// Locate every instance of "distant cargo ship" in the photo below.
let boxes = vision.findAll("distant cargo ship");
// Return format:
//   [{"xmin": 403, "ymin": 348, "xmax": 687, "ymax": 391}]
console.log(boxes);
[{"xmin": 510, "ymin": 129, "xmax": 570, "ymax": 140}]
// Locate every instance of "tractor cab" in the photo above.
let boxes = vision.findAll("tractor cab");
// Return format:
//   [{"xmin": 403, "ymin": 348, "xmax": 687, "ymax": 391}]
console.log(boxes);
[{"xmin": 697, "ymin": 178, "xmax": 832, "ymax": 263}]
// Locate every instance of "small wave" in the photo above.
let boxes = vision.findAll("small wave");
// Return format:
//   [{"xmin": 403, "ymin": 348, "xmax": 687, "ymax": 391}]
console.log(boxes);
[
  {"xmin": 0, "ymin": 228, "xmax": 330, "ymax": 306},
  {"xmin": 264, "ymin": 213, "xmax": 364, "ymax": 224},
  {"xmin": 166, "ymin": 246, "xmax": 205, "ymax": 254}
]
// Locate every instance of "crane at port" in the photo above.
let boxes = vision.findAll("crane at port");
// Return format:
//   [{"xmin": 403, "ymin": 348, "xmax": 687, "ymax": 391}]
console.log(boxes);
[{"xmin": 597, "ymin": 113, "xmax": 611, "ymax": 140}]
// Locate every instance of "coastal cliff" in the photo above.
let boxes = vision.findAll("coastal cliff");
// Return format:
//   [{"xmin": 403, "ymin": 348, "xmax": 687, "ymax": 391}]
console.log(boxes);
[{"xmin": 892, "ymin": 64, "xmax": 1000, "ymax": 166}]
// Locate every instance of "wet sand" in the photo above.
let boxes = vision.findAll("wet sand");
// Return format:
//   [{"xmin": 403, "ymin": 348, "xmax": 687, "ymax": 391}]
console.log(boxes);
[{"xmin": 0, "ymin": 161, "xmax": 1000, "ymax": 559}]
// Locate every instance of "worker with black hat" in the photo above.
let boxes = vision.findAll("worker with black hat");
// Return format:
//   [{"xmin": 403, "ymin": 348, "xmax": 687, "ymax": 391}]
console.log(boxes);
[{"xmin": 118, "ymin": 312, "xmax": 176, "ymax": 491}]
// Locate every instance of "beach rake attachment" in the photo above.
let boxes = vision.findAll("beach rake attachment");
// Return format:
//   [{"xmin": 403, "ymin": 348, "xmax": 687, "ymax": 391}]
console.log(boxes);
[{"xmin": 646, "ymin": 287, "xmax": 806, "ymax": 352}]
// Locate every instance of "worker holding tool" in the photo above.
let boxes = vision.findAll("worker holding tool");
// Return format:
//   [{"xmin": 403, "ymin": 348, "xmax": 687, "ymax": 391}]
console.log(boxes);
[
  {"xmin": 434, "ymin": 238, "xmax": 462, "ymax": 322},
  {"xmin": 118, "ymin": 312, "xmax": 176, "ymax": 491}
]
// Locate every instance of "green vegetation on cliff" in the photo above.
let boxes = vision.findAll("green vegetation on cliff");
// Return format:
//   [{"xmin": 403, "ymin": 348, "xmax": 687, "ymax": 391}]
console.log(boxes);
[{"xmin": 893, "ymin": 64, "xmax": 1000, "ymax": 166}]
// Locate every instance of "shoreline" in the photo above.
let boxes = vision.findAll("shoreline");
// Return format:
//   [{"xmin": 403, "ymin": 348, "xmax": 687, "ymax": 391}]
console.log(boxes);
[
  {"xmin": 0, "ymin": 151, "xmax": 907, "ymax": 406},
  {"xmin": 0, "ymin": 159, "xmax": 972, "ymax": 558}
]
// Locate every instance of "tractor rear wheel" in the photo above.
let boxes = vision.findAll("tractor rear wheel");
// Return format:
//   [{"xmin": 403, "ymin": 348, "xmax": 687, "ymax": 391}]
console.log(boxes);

EXERCISE PROMPT: List every line of the records above that contains the word "photo".

ANSWER TO THIS EXERCISE:
// Locate every instance of "distant cargo ship" in the photo below.
// Locate every instance of "tractor cab" in the photo above.
// Locate every instance of "small wave" in the photo above.
// Locate every instance of "crane at port" in the photo above.
// Locate every instance of "coastal cliff" in the photo above.
// Locate every instance of "wet sand" in the photo above.
// Locate every instance of "worker with black hat" in the photo above.
// Locate every instance of "beach rake attachment" in the photo above.
// Locate every instance of "worker holding tool" in the photo above.
// Locate every instance of "green vegetation on cliff" in the photo above.
// Locate every instance of "shoreline" in the photo above.
// Locate every instance of "tractor rear wheel" in the photo above.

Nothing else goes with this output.